_Recorded information_.
★ ★ ★ ★

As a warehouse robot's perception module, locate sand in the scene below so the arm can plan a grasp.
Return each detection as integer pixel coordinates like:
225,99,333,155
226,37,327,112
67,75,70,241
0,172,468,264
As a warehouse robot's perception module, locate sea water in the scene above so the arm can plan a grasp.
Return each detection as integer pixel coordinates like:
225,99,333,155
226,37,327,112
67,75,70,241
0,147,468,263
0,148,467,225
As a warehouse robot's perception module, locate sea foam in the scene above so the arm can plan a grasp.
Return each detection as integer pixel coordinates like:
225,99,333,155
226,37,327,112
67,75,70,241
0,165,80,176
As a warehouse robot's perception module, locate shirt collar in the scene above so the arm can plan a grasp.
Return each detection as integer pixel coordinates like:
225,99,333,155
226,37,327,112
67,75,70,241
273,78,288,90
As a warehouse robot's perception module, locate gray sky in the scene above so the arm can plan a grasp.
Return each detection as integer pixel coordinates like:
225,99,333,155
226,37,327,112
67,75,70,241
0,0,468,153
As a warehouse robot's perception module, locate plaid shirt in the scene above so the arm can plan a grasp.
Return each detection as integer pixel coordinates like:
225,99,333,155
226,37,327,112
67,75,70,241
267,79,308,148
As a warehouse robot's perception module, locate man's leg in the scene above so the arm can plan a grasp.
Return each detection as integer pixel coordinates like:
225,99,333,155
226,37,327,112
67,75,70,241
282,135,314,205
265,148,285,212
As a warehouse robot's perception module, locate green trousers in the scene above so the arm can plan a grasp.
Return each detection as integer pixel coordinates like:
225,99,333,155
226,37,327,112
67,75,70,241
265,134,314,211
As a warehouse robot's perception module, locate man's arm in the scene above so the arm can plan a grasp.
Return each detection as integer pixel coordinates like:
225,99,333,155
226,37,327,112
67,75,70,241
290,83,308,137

★ ★ ★ ★

_Requirements_. Rewrite every item above, replacing "integer pixel coordinates" with "whole-number pixel coordinates" and leaving everything else unchanged.

_Exercise response_.
As a warehouse robot's perception module, locate sand in the scene below so the arm can plan a grasp.
Return each detection as whole-number pixel coordinates like:
225,99,333,155
226,37,327,112
67,75,70,241
0,172,468,264
As a warehouse robot's perception module, locate sea water in the scene above so the arm can plan a grasp.
Return each detection as whole-number pixel coordinates like:
225,99,333,155
226,37,327,112
67,75,70,241
0,147,468,263
0,148,467,225
As a warehouse robot's perception module, locate sea foam in the scene above so the arm can plan a grasp.
Return each detection as whole-number pixel coordinates like:
225,99,333,155
226,37,327,112
67,75,70,241
0,165,80,176
As a warehouse robot's perception module, locate shirt collar in the scene above so the arm can plan a grasp.
Return each detection as whole-number pixel coordinates like:
225,99,333,155
226,37,327,112
67,75,70,241
273,78,288,90
As a warehouse robot's perception module, locate gray sky in the scene above so the arm can plan a grasp.
Return each detection as whole-number pixel coordinates like:
225,99,333,155
226,37,327,112
67,75,70,241
0,0,468,153
As a warehouse robot's perception module, locate plaid shirt in the scene above so the arm can plan a grasp.
Return each detection as whole-number pixel coordinates like:
225,99,333,155
226,37,327,112
67,75,70,241
267,79,308,148
As a warehouse robot's perception module, locate man's leg in the scene above so the arm can plan a grasp.
Return each detection as whole-number pixel coordinates like:
225,99,333,155
226,37,327,112
67,75,70,241
282,135,314,205
265,148,285,212
As a warehouse robot's perception module, locate green trousers in the scene above so the arm can plan a grasp.
Return each detection as whole-number pixel coordinates like:
225,99,333,155
226,37,327,112
67,75,70,241
265,134,314,211
As a warehouse robot's perception module, locate man's arm in the scene above so the arm can plan a grasp.
Return each detection as whole-number pixel coordinates like:
225,99,333,155
226,37,327,112
67,75,70,241
290,83,308,137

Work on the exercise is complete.